**Stated task 1**
In the blog post on Biden's ESG veto, which Florida Statute is cited as requiring public comment before a vote?

**Text extract**
Sunday, March 26, 2023

With First Veto, Biden Confronts House GOP Over Pension Plans. (The National)


I support the President's March 20, 2023 ESG law veto, which House Republicans vainly tried to override on Thursday.  

Biden has the strength of his convictions.  Biden has character.  I am proud that he is our President.,

In sharp and marked contrast,  five Republican County Commissioners voted to ban consideration of ESG factors in our corrupt County's investments, without opening the motion up to public comment.  

They violated Sunshine law, and City Attorney DAVID MICHAEL MIGUT remained silent, like 300 pounds of ugly pomposity greasing a chair.

Pity putative reform County Commissioner Kristra Keating-Joseph and her four fellow Commissioners for wallowing in wealthy Dull Republican apparathik's talking points and not caring about public comment.

This is not a good look, Commissioners. You didn't care what citizens thought. You didn't have the item on your agenda. You showed fawning obeisance to the ideology that doesn't give a fig about the future of our planet. You make lousy decisions all the time.  Like falling for the propaganda emanating from DeSANTIS about ESG.   I pity people who run for office, only to break most, if not all, their promises, selling out the citizenry, e.g. by voting to retain an incompetent County Administrator, and all his works and pomps.  In the words of the Matt Damon character in the movie, The Rainmaker, "Do you even remember when you first sold out?"

Nest time you take a vote ask for public comment, as required by Florida Statute 286.

I know this may be difficult for some of our undereducated unsophisticated Dull ME-publican Commissioners to understand, like the two tedious termagant TRAVIS JAMES HUTSON cronies who currently encumber the positions of St. Johns County Commission Chair and Vice Chair -- watch battery technician CHRISTIAN WHITEHURST (center) and his mendacious mini-me, SARA ARNOLD (yellow dress with five inch heels). Neither WHITEHURST nor ARNOLD has ever matriculated. Both are cognitive misers "who know not that they know not that they know not," like the HUTSON family and their other enablers and public serpents) in the immortal words of my friend and former client, EPA and HUD Office of Inspector General Senior Special Agent Robert E. Tyndall.





Watching  Governor ROBNALD DeSANTIS's latest unenlightened uncouth unqualified homophobic Commission appointee, the former Republican County Chair, DeSANTIS's former Congressional hey-boy and acolyte, ROY ALAIMO, JR. make a motion without prior notice or seeking public comment before the vote, reminds me that no matter what they say, every single one of our St. Johns County Commissioners in this century has been a Republican.,

Republican elected officials here in St. Johns County are weak on ethics, woeful on the environment, and did not even invite public comments on ALAIMO's motion.   My dad thought I had ESP, but I'm not required too anticipate dumb 'ole Dull Republicans' devious motions in speaking on public comment.

These are sneaky, sleazy, oleaginous, untrustworthy unjust stewards of the public interest and environmental law.

**Data provided**
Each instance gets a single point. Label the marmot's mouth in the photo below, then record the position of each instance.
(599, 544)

--

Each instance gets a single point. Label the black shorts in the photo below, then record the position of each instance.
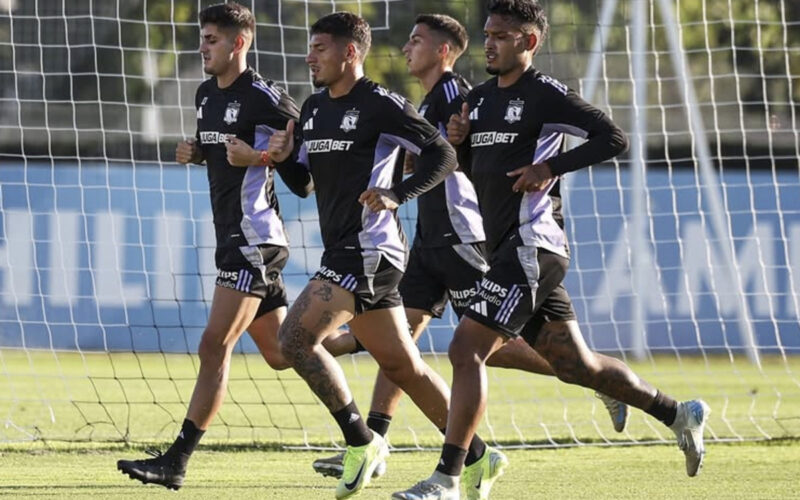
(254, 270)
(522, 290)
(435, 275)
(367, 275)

==

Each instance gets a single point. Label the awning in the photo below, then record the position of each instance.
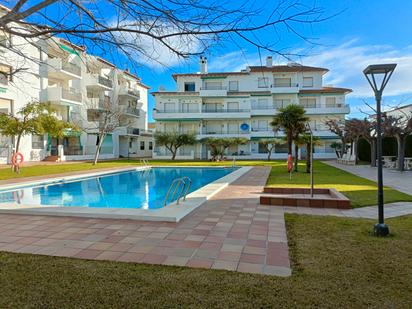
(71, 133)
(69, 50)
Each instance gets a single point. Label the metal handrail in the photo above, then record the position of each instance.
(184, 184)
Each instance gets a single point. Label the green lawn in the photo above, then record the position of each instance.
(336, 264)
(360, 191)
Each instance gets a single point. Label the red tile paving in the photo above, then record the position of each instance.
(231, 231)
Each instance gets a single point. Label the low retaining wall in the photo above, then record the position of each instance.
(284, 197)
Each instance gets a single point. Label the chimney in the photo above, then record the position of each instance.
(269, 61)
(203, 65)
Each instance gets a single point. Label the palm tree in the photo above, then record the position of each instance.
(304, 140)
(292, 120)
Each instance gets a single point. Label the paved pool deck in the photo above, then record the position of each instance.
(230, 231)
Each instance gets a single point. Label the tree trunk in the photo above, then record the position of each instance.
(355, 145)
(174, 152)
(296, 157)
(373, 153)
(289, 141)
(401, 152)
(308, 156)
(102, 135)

**Stated task 2**
Please locate every line in the entries that contains the word "tree" and copy each of those lines. Case counts.

**Exercise response 1**
Florida Statute 286.

**Exercise response 2**
Each instance gets a single point. Label the palm tree in the photo above, then record the position of each instance.
Each instance gets a single point. Label the tree trunk in the photo above, then record the position of each instance.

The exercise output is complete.